== Selected excerpt ==
★ ★ ★ ★ ★

A committee of European Union and World Health Organization experts on Monday began a tour of Minya and Fayoum governorates to verify that Egyptian agricultural products are safe from E. coli.
An E. coli outbreak in May was originally blamed on Spanish crops, but later reports suggested the source was Egyptian seeds. The virus claimed the lives of scores of Europeans.
In July, the EU decided to halt its imports of Egyptian crops after a report by the European Food Safety Authority (EFSA) pointed to Egyptian fenugreek as the source.
The delegation was accompanied by experts from Egypt's agriculture and health ministries, as well as representatives from private sector producers.
The experts tested the farm where the suspected fenugreek crop was exported to EU markets. It also visited the seeds control unit and reviewed Egyptian authorities' safety measures for agricultural exports.
In a press statement on Monday, Agriculture and Land Reclamation Minister Salah Youssef said his country agreed to base the official negotiations between both parties on international standards.

★ ★ ★ ★ ★

(Stored dataset items)
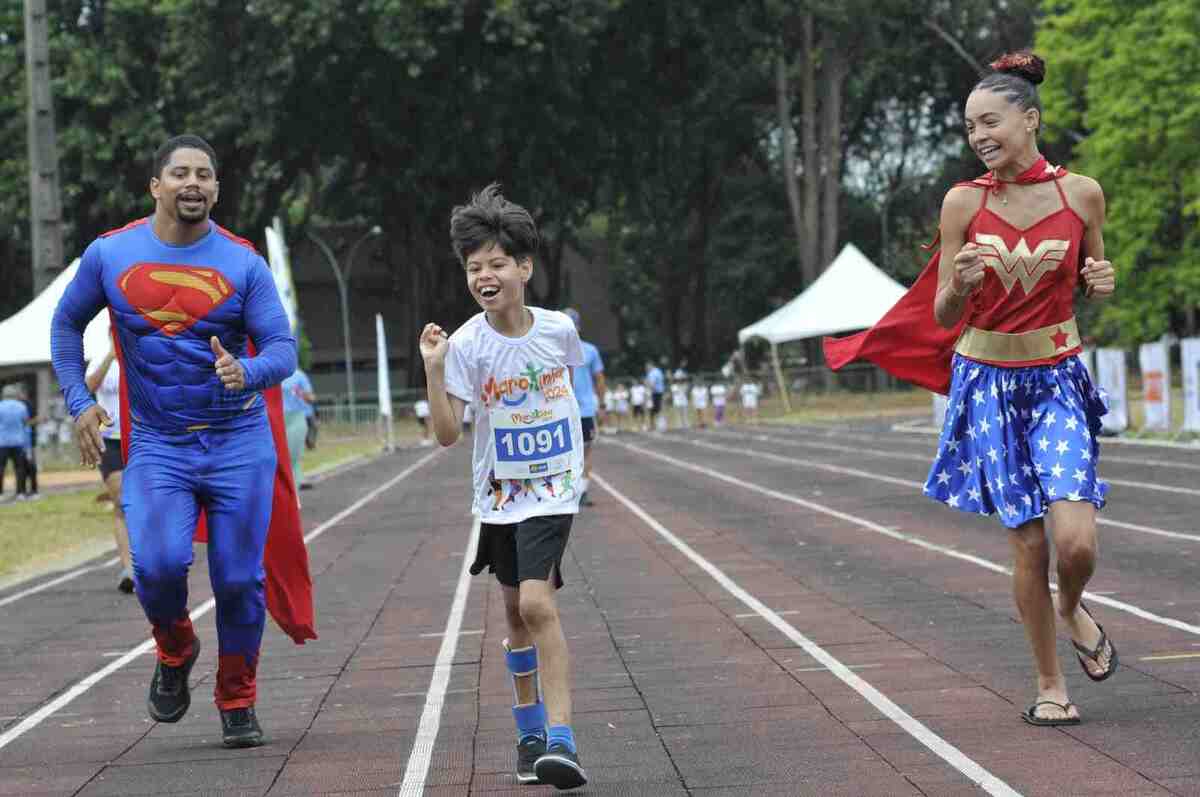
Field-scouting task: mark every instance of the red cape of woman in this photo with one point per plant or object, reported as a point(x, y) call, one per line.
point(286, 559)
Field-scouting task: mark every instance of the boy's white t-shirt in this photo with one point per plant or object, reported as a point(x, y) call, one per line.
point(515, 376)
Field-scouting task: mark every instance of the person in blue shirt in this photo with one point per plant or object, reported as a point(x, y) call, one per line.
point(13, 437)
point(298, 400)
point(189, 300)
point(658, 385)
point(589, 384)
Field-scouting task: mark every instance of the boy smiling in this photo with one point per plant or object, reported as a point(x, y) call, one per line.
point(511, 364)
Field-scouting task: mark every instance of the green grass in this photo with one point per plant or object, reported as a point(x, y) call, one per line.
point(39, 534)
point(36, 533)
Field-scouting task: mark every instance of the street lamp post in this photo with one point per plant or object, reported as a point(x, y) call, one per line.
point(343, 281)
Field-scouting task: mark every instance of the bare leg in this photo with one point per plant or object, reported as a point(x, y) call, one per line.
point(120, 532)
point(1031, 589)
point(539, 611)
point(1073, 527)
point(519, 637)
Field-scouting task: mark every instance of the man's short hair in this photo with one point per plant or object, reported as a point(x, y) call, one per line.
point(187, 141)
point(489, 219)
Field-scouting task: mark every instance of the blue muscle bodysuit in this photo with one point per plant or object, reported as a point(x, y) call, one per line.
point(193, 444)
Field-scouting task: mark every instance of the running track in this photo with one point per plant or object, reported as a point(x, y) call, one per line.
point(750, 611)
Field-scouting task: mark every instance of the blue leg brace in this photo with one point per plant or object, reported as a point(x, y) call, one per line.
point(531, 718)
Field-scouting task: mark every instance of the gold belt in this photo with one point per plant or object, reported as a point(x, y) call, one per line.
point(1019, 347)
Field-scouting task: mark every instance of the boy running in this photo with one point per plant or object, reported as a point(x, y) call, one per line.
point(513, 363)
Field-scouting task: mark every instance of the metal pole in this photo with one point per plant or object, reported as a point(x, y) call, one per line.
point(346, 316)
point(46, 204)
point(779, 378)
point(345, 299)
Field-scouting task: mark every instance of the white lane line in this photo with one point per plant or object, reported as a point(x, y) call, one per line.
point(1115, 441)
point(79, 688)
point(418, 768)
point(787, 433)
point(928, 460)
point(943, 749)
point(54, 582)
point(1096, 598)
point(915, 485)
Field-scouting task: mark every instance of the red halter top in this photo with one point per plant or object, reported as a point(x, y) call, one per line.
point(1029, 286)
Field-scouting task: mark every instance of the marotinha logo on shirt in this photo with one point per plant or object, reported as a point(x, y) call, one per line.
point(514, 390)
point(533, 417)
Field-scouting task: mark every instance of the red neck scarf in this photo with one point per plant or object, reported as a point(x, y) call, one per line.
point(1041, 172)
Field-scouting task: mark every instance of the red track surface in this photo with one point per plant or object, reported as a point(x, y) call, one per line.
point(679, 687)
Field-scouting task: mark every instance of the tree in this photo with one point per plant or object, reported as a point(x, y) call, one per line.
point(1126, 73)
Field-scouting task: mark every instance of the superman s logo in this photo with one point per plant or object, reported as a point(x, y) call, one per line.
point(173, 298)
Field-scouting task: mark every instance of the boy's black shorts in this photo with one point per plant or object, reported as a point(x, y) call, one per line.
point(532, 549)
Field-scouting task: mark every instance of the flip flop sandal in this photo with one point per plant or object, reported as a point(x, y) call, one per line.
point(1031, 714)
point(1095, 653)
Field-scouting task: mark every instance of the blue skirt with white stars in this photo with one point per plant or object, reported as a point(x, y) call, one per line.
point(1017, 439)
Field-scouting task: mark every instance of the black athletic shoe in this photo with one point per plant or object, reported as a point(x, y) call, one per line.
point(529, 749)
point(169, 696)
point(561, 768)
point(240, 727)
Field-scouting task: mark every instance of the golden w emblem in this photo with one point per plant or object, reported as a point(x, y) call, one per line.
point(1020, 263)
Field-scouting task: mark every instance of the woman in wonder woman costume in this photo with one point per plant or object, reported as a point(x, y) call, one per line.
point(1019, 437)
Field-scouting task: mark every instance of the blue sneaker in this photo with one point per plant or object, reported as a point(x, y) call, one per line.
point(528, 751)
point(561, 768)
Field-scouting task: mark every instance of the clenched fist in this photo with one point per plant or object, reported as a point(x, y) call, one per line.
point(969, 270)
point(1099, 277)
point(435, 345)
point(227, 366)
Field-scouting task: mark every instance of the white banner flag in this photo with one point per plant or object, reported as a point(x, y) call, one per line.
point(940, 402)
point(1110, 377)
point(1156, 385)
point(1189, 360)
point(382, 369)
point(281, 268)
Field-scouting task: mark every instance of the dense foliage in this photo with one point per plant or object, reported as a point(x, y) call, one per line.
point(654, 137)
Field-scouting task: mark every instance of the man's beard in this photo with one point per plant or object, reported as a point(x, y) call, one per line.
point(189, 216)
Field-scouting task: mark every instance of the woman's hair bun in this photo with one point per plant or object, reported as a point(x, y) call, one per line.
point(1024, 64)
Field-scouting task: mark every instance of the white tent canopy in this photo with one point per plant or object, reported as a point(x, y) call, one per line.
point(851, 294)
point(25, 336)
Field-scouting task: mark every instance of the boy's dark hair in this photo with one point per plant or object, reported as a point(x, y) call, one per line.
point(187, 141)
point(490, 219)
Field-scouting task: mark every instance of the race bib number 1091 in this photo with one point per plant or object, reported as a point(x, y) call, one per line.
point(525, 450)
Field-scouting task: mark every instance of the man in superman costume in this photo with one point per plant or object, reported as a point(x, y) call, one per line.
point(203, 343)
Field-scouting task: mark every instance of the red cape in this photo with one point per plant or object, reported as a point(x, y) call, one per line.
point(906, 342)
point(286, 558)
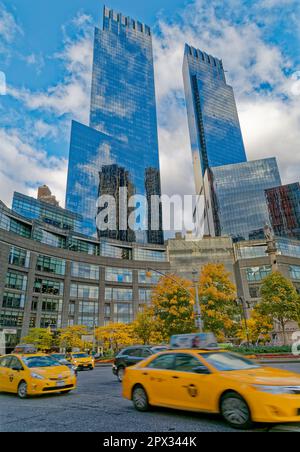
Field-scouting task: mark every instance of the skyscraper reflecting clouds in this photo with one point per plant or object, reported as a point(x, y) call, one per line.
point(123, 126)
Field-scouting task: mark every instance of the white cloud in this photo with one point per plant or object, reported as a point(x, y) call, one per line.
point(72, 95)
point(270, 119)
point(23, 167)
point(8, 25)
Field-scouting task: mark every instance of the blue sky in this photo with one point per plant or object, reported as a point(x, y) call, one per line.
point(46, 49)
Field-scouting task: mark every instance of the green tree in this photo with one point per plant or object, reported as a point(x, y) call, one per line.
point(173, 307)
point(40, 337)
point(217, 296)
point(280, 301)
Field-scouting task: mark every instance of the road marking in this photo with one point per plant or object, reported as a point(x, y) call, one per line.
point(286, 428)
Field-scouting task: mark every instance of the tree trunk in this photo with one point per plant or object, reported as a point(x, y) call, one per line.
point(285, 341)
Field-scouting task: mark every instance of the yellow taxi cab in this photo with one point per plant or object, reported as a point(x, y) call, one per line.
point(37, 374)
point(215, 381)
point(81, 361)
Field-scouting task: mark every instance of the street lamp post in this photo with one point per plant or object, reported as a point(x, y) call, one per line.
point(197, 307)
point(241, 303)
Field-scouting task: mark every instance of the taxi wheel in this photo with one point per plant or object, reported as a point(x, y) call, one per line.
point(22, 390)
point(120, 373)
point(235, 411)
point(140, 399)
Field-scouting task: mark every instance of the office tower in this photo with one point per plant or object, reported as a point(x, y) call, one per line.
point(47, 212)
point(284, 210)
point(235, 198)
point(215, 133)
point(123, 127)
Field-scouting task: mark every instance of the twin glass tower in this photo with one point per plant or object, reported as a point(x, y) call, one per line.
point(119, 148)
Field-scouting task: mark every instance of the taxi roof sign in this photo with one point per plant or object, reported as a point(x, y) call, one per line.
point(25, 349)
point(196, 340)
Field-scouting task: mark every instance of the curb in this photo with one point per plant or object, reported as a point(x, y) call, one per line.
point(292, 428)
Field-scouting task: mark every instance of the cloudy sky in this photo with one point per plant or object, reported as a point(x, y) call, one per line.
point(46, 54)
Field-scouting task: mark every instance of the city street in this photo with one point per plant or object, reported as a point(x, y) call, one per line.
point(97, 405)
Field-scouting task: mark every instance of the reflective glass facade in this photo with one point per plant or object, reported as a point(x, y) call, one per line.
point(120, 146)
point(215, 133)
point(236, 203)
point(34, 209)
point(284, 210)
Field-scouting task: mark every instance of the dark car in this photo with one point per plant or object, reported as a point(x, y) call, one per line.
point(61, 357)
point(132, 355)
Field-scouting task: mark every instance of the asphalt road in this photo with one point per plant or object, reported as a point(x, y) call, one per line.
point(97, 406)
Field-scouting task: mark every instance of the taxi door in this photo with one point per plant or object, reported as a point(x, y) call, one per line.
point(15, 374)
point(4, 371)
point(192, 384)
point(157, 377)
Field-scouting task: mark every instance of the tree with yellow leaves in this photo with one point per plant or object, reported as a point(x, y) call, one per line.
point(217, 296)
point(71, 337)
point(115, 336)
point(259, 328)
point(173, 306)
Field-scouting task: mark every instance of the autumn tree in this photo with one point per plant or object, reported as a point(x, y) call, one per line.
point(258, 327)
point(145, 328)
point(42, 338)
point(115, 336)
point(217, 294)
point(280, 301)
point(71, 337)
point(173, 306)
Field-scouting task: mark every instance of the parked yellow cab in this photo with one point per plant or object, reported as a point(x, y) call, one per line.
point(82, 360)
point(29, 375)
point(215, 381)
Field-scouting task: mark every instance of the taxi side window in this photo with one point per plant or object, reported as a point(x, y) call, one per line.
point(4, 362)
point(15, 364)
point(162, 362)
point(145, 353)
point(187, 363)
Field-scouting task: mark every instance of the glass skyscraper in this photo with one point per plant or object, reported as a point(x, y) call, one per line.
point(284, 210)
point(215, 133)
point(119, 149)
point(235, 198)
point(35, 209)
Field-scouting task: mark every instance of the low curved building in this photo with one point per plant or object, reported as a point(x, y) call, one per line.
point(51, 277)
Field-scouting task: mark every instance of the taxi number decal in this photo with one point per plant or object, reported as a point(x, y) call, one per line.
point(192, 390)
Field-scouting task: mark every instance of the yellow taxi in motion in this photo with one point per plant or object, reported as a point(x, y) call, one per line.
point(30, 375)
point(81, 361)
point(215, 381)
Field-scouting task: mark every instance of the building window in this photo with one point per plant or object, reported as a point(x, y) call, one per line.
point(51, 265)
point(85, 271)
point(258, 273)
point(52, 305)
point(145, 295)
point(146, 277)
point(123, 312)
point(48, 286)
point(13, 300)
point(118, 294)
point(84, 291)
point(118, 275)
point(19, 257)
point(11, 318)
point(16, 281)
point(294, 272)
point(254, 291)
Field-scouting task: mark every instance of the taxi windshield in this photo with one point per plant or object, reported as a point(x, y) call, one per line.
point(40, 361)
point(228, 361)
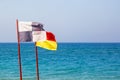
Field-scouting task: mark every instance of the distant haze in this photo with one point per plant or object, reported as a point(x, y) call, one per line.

★ ★ ★ ★ ★

== Prompt 1 ==
Duplicate the part of the news report on the E. coli inspection tour in Egypt starting at "An E. coli outbreak" and ending at "for agricultural exports.".
== Prompt 2 ==
Answer these questions using the news report on the E. coli inspection tour in Egypt:
(a) Which two governorates did the committee tour?
(b) Which body's report pointed to Egyptian fenugreek as the source?
(c) Who gave the press statement on Monday?
== Prompt 3 ==
Carry the news report on the E. coli inspection tour in Egypt further, starting from where it stops.

== Answer area 1 ==
An E. coli outbreak in May was originally blamed on Spanish crops, but later reports suggested the source was Egyptian seeds. The virus claimed the lives of scores of Europeans.
In July, the EU decided to halt its imports of Egyptian crops after a report by the European Food Safety Authority (EFSA) pointed to Egyptian fenugreek as the source.
The delegation was accompanied by experts from Egypt's agriculture and health ministries, as well as representatives from private sector producers.
The experts tested the farm where the suspected fenugreek crop was exported to EU markets. It also visited the seeds control unit and reviewed Egyptian authorities' safety measures for agricultural exports.

== Answer area 2 ==
(a) Minya and Fayoum
(b) The European Food Safety Authority (EFSA)
(c) Agriculture and Land Reclamation Minister Salah Youssef

== Answer area 3 ==
"The first round of talks with the European side reviewed the results of analyses made by the Egyptian government for its exports to Europe, which confirmed the safety of the products," Youssef said, adding that the results show the ban on Egyptian seeds is needless.
The minister said the European delegation will submit an official report to the EU on the findings. Based on the report, the EU will make its decision over maintaining the embargo.
Meanwhile, informed sources said Egypt’s agricultural sector could suffer more than LE2 billion in losses if the embargo continue.